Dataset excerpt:
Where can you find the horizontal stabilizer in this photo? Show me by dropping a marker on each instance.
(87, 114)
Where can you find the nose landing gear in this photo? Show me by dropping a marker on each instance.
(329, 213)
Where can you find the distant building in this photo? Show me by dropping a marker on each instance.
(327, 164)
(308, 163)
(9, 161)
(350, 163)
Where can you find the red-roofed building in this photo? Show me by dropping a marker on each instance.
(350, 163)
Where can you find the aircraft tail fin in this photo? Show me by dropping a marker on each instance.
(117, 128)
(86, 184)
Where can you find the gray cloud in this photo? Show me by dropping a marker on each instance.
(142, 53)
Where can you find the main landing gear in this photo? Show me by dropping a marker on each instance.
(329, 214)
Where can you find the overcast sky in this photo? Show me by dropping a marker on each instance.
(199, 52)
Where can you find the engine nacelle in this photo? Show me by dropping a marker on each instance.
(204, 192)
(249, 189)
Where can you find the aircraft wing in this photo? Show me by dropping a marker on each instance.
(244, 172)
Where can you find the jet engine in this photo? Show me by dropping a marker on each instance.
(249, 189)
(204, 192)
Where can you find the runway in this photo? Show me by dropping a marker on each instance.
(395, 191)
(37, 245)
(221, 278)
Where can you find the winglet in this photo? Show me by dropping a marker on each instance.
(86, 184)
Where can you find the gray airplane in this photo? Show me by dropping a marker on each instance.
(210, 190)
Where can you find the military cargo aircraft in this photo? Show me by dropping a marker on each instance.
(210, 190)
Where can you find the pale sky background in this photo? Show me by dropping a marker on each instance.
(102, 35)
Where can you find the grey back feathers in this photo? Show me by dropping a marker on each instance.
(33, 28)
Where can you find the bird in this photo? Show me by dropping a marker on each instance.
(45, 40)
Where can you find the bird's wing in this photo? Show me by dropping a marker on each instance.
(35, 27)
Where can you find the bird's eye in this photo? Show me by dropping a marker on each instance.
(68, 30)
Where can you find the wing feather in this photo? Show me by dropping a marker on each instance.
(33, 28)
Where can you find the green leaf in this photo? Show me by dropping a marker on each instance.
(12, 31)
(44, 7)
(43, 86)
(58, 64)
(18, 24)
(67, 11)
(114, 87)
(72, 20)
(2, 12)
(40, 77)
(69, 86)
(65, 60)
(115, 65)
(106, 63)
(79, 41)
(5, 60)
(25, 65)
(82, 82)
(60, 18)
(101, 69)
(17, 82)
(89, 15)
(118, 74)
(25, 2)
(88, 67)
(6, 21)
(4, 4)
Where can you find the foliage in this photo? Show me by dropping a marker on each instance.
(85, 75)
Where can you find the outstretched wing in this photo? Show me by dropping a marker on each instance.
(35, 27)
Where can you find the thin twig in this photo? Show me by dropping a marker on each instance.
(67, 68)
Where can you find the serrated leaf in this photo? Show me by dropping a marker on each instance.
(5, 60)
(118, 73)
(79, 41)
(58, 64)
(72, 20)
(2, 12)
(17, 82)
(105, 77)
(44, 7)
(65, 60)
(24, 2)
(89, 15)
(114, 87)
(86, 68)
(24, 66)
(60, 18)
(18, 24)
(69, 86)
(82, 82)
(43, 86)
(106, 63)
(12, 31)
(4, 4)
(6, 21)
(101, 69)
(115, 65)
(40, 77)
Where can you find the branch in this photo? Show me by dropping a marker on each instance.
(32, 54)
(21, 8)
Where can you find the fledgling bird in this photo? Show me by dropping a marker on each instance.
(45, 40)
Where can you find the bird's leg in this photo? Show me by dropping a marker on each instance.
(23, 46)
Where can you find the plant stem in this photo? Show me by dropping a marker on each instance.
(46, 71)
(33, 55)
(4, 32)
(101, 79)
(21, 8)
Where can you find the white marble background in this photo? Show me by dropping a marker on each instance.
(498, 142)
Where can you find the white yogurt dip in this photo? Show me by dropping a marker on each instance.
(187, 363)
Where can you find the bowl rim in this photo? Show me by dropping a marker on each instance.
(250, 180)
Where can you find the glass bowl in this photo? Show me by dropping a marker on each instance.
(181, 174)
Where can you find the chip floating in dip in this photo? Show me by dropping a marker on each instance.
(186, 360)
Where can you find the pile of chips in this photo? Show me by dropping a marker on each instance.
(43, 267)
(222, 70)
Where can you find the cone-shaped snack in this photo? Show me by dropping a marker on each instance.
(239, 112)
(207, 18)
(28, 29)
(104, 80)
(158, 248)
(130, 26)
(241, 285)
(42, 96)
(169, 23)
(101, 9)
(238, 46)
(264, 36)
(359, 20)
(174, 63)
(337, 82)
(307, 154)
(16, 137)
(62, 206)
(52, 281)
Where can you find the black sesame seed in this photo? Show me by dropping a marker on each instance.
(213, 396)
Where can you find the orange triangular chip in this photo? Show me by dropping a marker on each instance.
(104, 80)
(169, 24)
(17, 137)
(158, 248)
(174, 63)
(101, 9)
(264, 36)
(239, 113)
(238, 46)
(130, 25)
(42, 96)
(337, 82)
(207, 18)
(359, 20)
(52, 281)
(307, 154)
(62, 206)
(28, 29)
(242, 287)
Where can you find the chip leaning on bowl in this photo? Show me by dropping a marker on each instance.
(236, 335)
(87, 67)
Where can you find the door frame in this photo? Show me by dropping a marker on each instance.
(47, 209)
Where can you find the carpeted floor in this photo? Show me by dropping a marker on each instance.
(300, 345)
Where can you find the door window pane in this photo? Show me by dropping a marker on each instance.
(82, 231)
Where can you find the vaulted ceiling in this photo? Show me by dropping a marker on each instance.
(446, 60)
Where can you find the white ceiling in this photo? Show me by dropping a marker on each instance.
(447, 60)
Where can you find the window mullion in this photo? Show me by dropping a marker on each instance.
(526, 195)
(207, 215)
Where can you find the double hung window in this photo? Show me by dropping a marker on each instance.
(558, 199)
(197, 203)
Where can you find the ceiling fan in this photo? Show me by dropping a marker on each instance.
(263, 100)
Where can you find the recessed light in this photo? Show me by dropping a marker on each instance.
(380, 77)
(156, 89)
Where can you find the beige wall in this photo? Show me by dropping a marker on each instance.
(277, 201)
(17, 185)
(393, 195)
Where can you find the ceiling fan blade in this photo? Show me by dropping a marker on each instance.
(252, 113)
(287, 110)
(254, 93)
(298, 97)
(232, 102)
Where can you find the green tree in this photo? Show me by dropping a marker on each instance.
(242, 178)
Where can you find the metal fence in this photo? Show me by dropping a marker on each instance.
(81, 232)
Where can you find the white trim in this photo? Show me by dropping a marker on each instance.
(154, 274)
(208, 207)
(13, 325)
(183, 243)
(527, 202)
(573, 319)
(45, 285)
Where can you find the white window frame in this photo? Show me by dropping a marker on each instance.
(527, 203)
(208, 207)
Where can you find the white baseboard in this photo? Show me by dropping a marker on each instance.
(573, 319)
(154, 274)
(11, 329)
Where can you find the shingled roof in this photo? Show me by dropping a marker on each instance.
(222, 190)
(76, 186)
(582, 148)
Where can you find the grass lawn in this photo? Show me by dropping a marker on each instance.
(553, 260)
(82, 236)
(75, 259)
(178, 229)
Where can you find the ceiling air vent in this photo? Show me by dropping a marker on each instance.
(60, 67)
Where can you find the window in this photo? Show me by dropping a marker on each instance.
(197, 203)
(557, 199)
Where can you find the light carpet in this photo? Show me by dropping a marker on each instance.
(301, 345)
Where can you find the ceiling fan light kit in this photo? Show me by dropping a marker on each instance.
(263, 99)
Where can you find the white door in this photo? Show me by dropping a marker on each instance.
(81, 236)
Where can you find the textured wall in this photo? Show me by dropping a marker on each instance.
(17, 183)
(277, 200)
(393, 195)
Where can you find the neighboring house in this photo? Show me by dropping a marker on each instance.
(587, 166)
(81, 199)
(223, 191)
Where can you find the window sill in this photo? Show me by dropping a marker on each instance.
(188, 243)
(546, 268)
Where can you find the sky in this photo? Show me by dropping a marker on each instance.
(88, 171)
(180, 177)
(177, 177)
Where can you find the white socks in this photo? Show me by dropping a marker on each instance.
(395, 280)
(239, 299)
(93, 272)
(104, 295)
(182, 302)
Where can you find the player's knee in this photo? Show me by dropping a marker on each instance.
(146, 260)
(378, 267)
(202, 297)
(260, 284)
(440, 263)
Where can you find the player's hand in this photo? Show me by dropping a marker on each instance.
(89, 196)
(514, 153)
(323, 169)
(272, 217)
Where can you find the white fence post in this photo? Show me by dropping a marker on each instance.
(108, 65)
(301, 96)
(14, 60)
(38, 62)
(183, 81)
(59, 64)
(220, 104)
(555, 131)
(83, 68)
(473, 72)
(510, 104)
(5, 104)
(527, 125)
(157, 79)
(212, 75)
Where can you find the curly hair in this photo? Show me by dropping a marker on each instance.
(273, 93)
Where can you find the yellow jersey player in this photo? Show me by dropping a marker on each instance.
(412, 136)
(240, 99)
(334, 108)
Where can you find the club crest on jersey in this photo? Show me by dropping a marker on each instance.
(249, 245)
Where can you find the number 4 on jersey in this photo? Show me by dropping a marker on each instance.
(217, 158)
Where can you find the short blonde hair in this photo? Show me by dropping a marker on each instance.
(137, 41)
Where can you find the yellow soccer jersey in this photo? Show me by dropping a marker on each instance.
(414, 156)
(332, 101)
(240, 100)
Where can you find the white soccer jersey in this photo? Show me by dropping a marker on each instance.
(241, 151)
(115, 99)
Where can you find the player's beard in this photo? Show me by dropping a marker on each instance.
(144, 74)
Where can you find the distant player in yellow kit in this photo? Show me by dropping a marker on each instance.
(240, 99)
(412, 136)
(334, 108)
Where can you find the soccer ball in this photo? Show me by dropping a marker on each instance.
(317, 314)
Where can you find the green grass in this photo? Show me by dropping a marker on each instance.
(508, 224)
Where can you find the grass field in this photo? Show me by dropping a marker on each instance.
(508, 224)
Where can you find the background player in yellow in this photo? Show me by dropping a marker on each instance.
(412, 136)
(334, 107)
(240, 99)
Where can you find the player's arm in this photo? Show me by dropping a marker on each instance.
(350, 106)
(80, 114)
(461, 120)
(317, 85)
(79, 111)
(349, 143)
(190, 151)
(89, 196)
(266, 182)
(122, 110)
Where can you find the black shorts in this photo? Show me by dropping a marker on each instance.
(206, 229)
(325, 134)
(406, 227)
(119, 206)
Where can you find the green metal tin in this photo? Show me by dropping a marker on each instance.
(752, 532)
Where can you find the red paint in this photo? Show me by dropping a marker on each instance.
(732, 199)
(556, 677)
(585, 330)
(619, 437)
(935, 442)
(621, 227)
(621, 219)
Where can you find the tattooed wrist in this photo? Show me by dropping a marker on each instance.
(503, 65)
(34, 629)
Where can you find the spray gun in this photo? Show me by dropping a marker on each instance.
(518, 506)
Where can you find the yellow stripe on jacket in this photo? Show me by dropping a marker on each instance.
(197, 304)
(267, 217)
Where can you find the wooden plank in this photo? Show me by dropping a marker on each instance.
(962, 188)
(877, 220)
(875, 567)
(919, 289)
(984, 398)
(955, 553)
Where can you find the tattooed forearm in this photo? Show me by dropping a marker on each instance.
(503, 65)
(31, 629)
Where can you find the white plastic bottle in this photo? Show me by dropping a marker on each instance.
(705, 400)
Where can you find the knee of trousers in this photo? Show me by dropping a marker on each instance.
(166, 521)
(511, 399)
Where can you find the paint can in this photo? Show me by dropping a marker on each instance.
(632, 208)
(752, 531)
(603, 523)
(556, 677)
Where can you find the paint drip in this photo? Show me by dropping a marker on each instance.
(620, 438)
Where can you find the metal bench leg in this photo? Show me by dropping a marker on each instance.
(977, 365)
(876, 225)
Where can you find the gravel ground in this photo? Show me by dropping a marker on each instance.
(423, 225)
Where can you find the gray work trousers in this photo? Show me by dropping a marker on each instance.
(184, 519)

→ **GOAL**: Transcribe exactly the line containing "Where can you find the green metal" and all remaining lines of the material, ending with the last one.

→ **REPLY TO THE EXERCISE**:
Where can you find the green metal tin in this photo? Show me by dropping a marker on each instance.
(752, 532)
Where can you find the red paint in this photo? Show me by dropping a marker on each instance.
(732, 199)
(556, 677)
(585, 330)
(619, 437)
(935, 442)
(621, 227)
(621, 219)
Where can you find the tattooed wrist in this photo? Show me by dropping a marker on each instance.
(503, 65)
(34, 629)
Where can you find the spray gun in this photo? Show me by dropping a marker on each instance.
(518, 506)
Where can you find the yellow stripe on jacket in this photo? Show me by dropping a marker on each instance.
(197, 304)
(267, 217)
Where can you find the wooden plank in this photo? Show me by dropping a marker on each instance.
(962, 188)
(877, 220)
(875, 567)
(919, 289)
(984, 398)
(955, 553)
Where can you find the tattooed forearm in this photo? Show me by dropping a marker on each instance.
(503, 65)
(31, 629)
Where can you find the white plastic bottle in this photo? Show me by dropping a marker on each instance.
(705, 400)
Where can you find the knee of trousers in this photo? Show me by dropping a marker on each instance.
(166, 521)
(511, 399)
Where can you find the paint can in this photo? Show me by dropping a marker on each instance.
(632, 208)
(752, 531)
(603, 523)
(556, 677)
Where can you find the paint drip in this photo? Show me by dropping a marker on each instance.
(620, 438)
Where can you find the metal bench leg in this photo? Show me by dropping a marker on each instance.
(977, 365)
(876, 225)
Where can you find the gravel ground in this photo? Show me by dropping a marker on each instance.
(423, 225)
Where can you find the gray work trousers in this photo? Show me by dropping a marker on each instance.
(184, 519)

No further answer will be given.